BEGIN TASK INPUTS
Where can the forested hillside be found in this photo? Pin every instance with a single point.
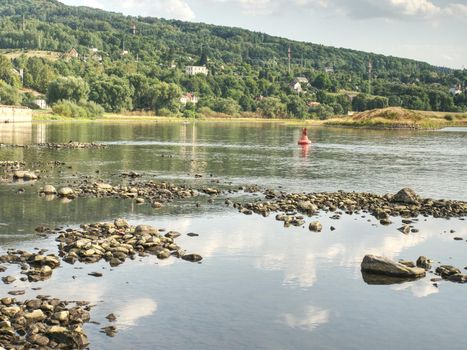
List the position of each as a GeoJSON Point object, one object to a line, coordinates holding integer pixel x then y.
{"type": "Point", "coordinates": [134, 63]}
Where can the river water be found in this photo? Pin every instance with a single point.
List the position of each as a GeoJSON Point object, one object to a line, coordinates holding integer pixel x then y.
{"type": "Point", "coordinates": [260, 285]}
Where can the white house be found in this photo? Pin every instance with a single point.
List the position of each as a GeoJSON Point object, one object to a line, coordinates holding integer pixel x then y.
{"type": "Point", "coordinates": [456, 90]}
{"type": "Point", "coordinates": [41, 103]}
{"type": "Point", "coordinates": [302, 80]}
{"type": "Point", "coordinates": [189, 98]}
{"type": "Point", "coordinates": [194, 70]}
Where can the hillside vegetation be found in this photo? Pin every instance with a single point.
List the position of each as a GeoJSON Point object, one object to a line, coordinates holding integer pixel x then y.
{"type": "Point", "coordinates": [400, 118]}
{"type": "Point", "coordinates": [138, 64]}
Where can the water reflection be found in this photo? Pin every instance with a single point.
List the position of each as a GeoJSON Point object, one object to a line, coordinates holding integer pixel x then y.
{"type": "Point", "coordinates": [16, 133]}
{"type": "Point", "coordinates": [308, 319]}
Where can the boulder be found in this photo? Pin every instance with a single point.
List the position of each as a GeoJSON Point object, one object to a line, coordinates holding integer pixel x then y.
{"type": "Point", "coordinates": [66, 192]}
{"type": "Point", "coordinates": [49, 189]}
{"type": "Point", "coordinates": [316, 226]}
{"type": "Point", "coordinates": [384, 266]}
{"type": "Point", "coordinates": [406, 196]}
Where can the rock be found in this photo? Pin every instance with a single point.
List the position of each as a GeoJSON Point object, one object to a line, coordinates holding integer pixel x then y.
{"type": "Point", "coordinates": [385, 222]}
{"type": "Point", "coordinates": [457, 278]}
{"type": "Point", "coordinates": [447, 270]}
{"type": "Point", "coordinates": [36, 315]}
{"type": "Point", "coordinates": [103, 187]}
{"type": "Point", "coordinates": [111, 317]}
{"type": "Point", "coordinates": [10, 311]}
{"type": "Point", "coordinates": [38, 339]}
{"type": "Point", "coordinates": [406, 196]}
{"type": "Point", "coordinates": [407, 263]}
{"type": "Point", "coordinates": [157, 205]}
{"type": "Point", "coordinates": [61, 315]}
{"type": "Point", "coordinates": [383, 266]}
{"type": "Point", "coordinates": [307, 206]}
{"type": "Point", "coordinates": [404, 229]}
{"type": "Point", "coordinates": [316, 226]}
{"type": "Point", "coordinates": [121, 223]}
{"type": "Point", "coordinates": [66, 192]}
{"type": "Point", "coordinates": [49, 189]}
{"type": "Point", "coordinates": [95, 274]}
{"type": "Point", "coordinates": [192, 257]}
{"type": "Point", "coordinates": [17, 292]}
{"type": "Point", "coordinates": [423, 263]}
{"type": "Point", "coordinates": [8, 279]}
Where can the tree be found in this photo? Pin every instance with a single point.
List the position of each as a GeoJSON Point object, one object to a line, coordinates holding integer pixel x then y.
{"type": "Point", "coordinates": [271, 107]}
{"type": "Point", "coordinates": [67, 88]}
{"type": "Point", "coordinates": [112, 93]}
{"type": "Point", "coordinates": [8, 94]}
{"type": "Point", "coordinates": [164, 96]}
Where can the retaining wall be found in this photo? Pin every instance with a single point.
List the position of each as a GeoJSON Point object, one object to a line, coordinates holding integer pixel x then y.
{"type": "Point", "coordinates": [11, 114]}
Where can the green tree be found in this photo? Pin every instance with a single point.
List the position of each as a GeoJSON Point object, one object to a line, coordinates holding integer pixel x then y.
{"type": "Point", "coordinates": [67, 88]}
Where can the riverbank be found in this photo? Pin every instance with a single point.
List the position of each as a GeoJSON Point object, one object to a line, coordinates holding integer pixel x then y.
{"type": "Point", "coordinates": [400, 118]}
{"type": "Point", "coordinates": [388, 118]}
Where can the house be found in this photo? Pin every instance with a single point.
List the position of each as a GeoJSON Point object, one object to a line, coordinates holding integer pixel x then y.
{"type": "Point", "coordinates": [194, 70]}
{"type": "Point", "coordinates": [73, 53]}
{"type": "Point", "coordinates": [297, 87]}
{"type": "Point", "coordinates": [302, 80]}
{"type": "Point", "coordinates": [189, 98]}
{"type": "Point", "coordinates": [456, 90]}
{"type": "Point", "coordinates": [41, 103]}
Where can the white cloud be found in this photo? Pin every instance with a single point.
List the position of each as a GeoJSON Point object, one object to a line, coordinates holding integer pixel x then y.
{"type": "Point", "coordinates": [392, 9]}
{"type": "Point", "coordinates": [177, 9]}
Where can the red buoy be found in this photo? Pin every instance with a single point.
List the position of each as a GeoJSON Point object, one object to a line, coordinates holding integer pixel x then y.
{"type": "Point", "coordinates": [304, 140]}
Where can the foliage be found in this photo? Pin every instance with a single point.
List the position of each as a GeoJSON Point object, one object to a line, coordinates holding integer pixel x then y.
{"type": "Point", "coordinates": [8, 94]}
{"type": "Point", "coordinates": [248, 71]}
{"type": "Point", "coordinates": [71, 109]}
{"type": "Point", "coordinates": [67, 88]}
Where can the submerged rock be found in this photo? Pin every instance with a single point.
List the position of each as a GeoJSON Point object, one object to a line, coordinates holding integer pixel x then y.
{"type": "Point", "coordinates": [406, 196]}
{"type": "Point", "coordinates": [316, 226]}
{"type": "Point", "coordinates": [384, 266]}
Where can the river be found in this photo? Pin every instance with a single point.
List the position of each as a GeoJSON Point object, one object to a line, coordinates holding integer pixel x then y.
{"type": "Point", "coordinates": [260, 285]}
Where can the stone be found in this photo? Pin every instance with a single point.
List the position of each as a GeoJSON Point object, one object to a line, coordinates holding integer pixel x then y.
{"type": "Point", "coordinates": [49, 189]}
{"type": "Point", "coordinates": [66, 192]}
{"type": "Point", "coordinates": [447, 270]}
{"type": "Point", "coordinates": [384, 266]}
{"type": "Point", "coordinates": [95, 274]}
{"type": "Point", "coordinates": [406, 196]}
{"type": "Point", "coordinates": [192, 257]}
{"type": "Point", "coordinates": [316, 226]}
{"type": "Point", "coordinates": [121, 223]}
{"type": "Point", "coordinates": [157, 205]}
{"type": "Point", "coordinates": [8, 279]}
{"type": "Point", "coordinates": [404, 229]}
{"type": "Point", "coordinates": [36, 315]}
{"type": "Point", "coordinates": [424, 263]}
{"type": "Point", "coordinates": [111, 317]}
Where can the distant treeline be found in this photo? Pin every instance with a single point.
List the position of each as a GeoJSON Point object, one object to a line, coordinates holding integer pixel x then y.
END TASK INPUTS
## [TRY IT]
Give an exact copy of the entries, excluding all pictures.

## [RESULT]
Where can the forested hillside be found in this photo? Pin every instance with a single point.
List the position of each as a GeoJSON Point object, one object to a line, coordinates holding integer pixel x then y.
{"type": "Point", "coordinates": [134, 63]}
Where can the river water be found in this photo? Pin every instance with a single point.
List the position of each as a GeoJSON Point object, one object to a line, coordinates holding integer pixel x then y.
{"type": "Point", "coordinates": [260, 285]}
Where can the white house be found in this photo? Pin every instance with a single point.
List the position of each as a GeoJSON Point object, one object to a line, coordinates holding integer pixel x then y.
{"type": "Point", "coordinates": [456, 90]}
{"type": "Point", "coordinates": [41, 103]}
{"type": "Point", "coordinates": [302, 80]}
{"type": "Point", "coordinates": [189, 98]}
{"type": "Point", "coordinates": [194, 70]}
Where can the hillside vegetation be found in this photo? Pin every instance with a single point.
List the position of each as a GeoJSON Point object, one object to a line, coordinates holding integer pixel x then y.
{"type": "Point", "coordinates": [400, 118]}
{"type": "Point", "coordinates": [138, 64]}
Where can the water reflection be found in this photo? Pin every instance with a single point.
List the position of each as a GeoJSON Point object, one object to a line, coordinates holding integer pixel x then y.
{"type": "Point", "coordinates": [16, 133]}
{"type": "Point", "coordinates": [308, 319]}
Where can the boulder be found in this photo? Pin every instance with a single point.
List the position of each as a GeoJSON Point object, one object to a line, coordinates holding integer pixel x then y.
{"type": "Point", "coordinates": [66, 192]}
{"type": "Point", "coordinates": [49, 189]}
{"type": "Point", "coordinates": [316, 226]}
{"type": "Point", "coordinates": [384, 266]}
{"type": "Point", "coordinates": [406, 196]}
Where can the rock be found in this photo? Pin every instance with a single point.
List the position of each as a GeoJSON Point object, one object to a line, coordinates holding integer pixel x then y.
{"type": "Point", "coordinates": [385, 222]}
{"type": "Point", "coordinates": [457, 278]}
{"type": "Point", "coordinates": [447, 270]}
{"type": "Point", "coordinates": [36, 315]}
{"type": "Point", "coordinates": [103, 187]}
{"type": "Point", "coordinates": [111, 317]}
{"type": "Point", "coordinates": [10, 311]}
{"type": "Point", "coordinates": [38, 339]}
{"type": "Point", "coordinates": [406, 196]}
{"type": "Point", "coordinates": [407, 263]}
{"type": "Point", "coordinates": [157, 205]}
{"type": "Point", "coordinates": [61, 315]}
{"type": "Point", "coordinates": [383, 266]}
{"type": "Point", "coordinates": [307, 206]}
{"type": "Point", "coordinates": [404, 229]}
{"type": "Point", "coordinates": [316, 226]}
{"type": "Point", "coordinates": [121, 223]}
{"type": "Point", "coordinates": [66, 192]}
{"type": "Point", "coordinates": [49, 189]}
{"type": "Point", "coordinates": [95, 274]}
{"type": "Point", "coordinates": [192, 257]}
{"type": "Point", "coordinates": [17, 292]}
{"type": "Point", "coordinates": [423, 263]}
{"type": "Point", "coordinates": [8, 279]}
Where can the tree be found in this photo? Pin every instance with a single point.
List the position of each as a GeoJSON Point object, one object to a line, coordinates holding integer pixel x then y.
{"type": "Point", "coordinates": [271, 107]}
{"type": "Point", "coordinates": [67, 88]}
{"type": "Point", "coordinates": [112, 93]}
{"type": "Point", "coordinates": [8, 94]}
{"type": "Point", "coordinates": [164, 96]}
Where can the retaining wall be found in this photo? Pin every instance with a single point.
List the position of each as a GeoJSON Point object, one object to a line, coordinates holding integer pixel x then y.
{"type": "Point", "coordinates": [11, 114]}
Where can the green tree be found in this photo? Pin every instance with a single point.
List the position of each as a GeoJSON Point object, one object to a line, coordinates holding integer pixel x then y.
{"type": "Point", "coordinates": [67, 88]}
Where can the riverbank be found in this photo? Pin every instance with a single point.
List the position of each as a GeoJSON Point object, one object to a line, coordinates holding integer pixel x then y.
{"type": "Point", "coordinates": [400, 118]}
{"type": "Point", "coordinates": [388, 118]}
Where can the house be found in this photo? Pin every instance with a single point.
List the position of each as a GeoJSON Point object, one object to a line, coordinates holding integer pixel x then y.
{"type": "Point", "coordinates": [194, 70]}
{"type": "Point", "coordinates": [73, 53]}
{"type": "Point", "coordinates": [297, 87]}
{"type": "Point", "coordinates": [302, 80]}
{"type": "Point", "coordinates": [189, 98]}
{"type": "Point", "coordinates": [456, 90]}
{"type": "Point", "coordinates": [41, 103]}
Where can the white cloud be found in this photo? Pin every instance with a single point.
List the position of each as a GeoJSON Point object, one object to a line, coordinates holding integer pixel x then y.
{"type": "Point", "coordinates": [392, 9]}
{"type": "Point", "coordinates": [177, 9]}
Where can the red buoy be found in this photo? Pin every instance with a single point.
List the position of each as a GeoJSON Point object, one object to a line, coordinates holding integer pixel x then y.
{"type": "Point", "coordinates": [304, 140]}
Where can the foliage be found in this photo? Pin every instance with a single point.
List the position of each as a GeoJSON Point object, one object to a line, coordinates holding integer pixel x then y.
{"type": "Point", "coordinates": [8, 94]}
{"type": "Point", "coordinates": [248, 71]}
{"type": "Point", "coordinates": [71, 109]}
{"type": "Point", "coordinates": [67, 88]}
Where can the submerged rock be found in this photo? Pin every instance with a single point.
List the position of each as a GeoJSON Point object, one object to a line, coordinates holding integer pixel x then y.
{"type": "Point", "coordinates": [406, 196]}
{"type": "Point", "coordinates": [316, 226]}
{"type": "Point", "coordinates": [384, 266]}
Where can the river be found in this photo? Pin every instance with a single point.
List the position of each as a GeoJSON Point object, one object to a line, coordinates holding integer pixel x then y.
{"type": "Point", "coordinates": [260, 285]}
Where can the stone be found in this photo? Pin every instance with a single point.
List the position of each as a GeoJSON Point object, one object to a line, coordinates holding integer pixel x then y.
{"type": "Point", "coordinates": [49, 189]}
{"type": "Point", "coordinates": [66, 192]}
{"type": "Point", "coordinates": [447, 270]}
{"type": "Point", "coordinates": [384, 266]}
{"type": "Point", "coordinates": [95, 274]}
{"type": "Point", "coordinates": [406, 196]}
{"type": "Point", "coordinates": [192, 257]}
{"type": "Point", "coordinates": [316, 226]}
{"type": "Point", "coordinates": [121, 223]}
{"type": "Point", "coordinates": [157, 205]}
{"type": "Point", "coordinates": [8, 279]}
{"type": "Point", "coordinates": [404, 229]}
{"type": "Point", "coordinates": [36, 315]}
{"type": "Point", "coordinates": [424, 263]}
{"type": "Point", "coordinates": [111, 317]}
Where can the distant treeline be found in this photo? Pin every instance with a single point.
List the position of each as a GeoJSON Point object, one object to a line, coordinates holding integer pixel x then y.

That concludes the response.